Stored data entries:
------------------------
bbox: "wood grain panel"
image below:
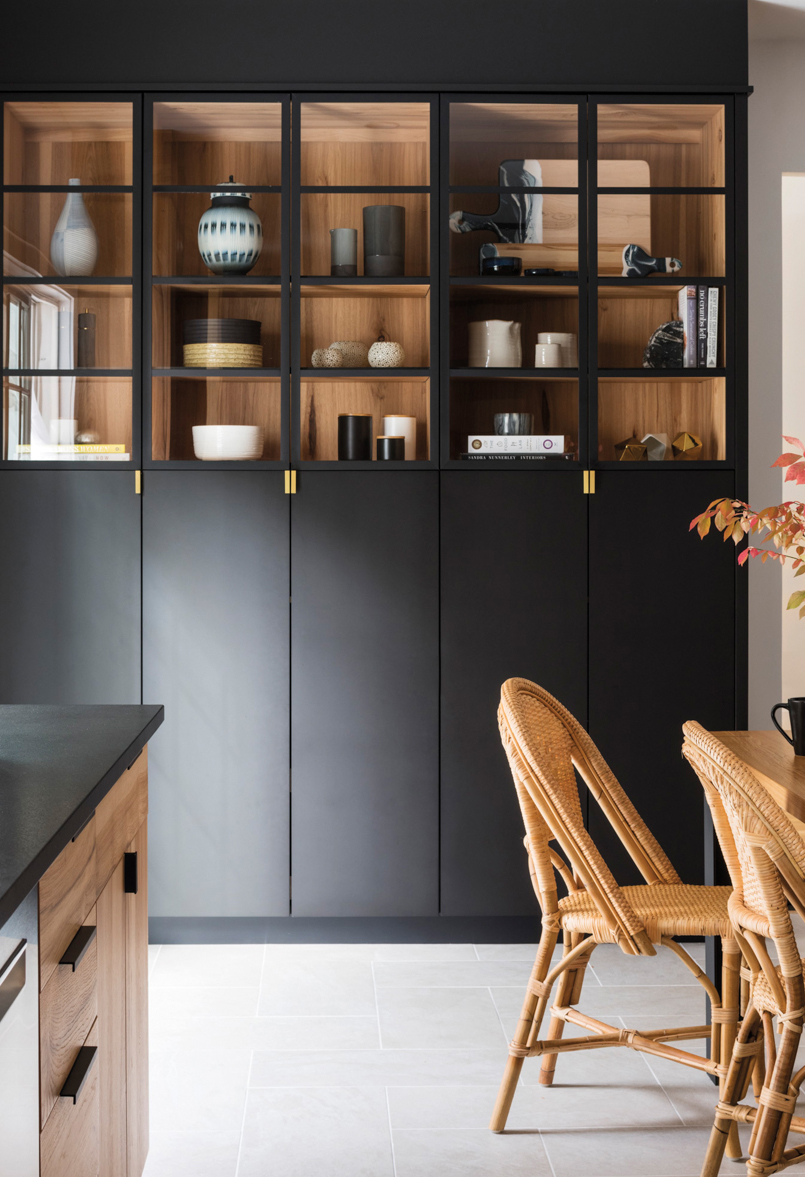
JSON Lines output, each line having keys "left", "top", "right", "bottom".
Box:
{"left": 301, "top": 194, "right": 429, "bottom": 276}
{"left": 598, "top": 287, "right": 726, "bottom": 369}
{"left": 4, "top": 102, "right": 132, "bottom": 186}
{"left": 603, "top": 194, "right": 725, "bottom": 278}
{"left": 153, "top": 101, "right": 282, "bottom": 186}
{"left": 448, "top": 104, "right": 578, "bottom": 184}
{"left": 40, "top": 908, "right": 97, "bottom": 1129}
{"left": 151, "top": 378, "right": 282, "bottom": 461}
{"left": 74, "top": 379, "right": 133, "bottom": 454}
{"left": 39, "top": 816, "right": 96, "bottom": 990}
{"left": 40, "top": 1017, "right": 99, "bottom": 1177}
{"left": 152, "top": 193, "right": 281, "bottom": 277}
{"left": 96, "top": 859, "right": 127, "bottom": 1177}
{"left": 449, "top": 285, "right": 578, "bottom": 369}
{"left": 2, "top": 284, "right": 132, "bottom": 369}
{"left": 95, "top": 750, "right": 148, "bottom": 896}
{"left": 151, "top": 284, "right": 281, "bottom": 369}
{"left": 597, "top": 376, "right": 726, "bottom": 460}
{"left": 300, "top": 378, "right": 430, "bottom": 461}
{"left": 597, "top": 104, "right": 725, "bottom": 187}
{"left": 300, "top": 103, "right": 429, "bottom": 184}
{"left": 448, "top": 377, "right": 578, "bottom": 460}
{"left": 3, "top": 193, "right": 132, "bottom": 278}
{"left": 126, "top": 822, "right": 149, "bottom": 1177}
{"left": 300, "top": 289, "right": 430, "bottom": 368}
------------------------
Task requirements: Pictures excluded, repeat the records exactly from their opening line through the line containing "JSON Lines output, each".

Exercise answer:
bbox: "wood grain panel"
image below:
JSON Lines output, each line having keys "left", "top", "right", "bottom".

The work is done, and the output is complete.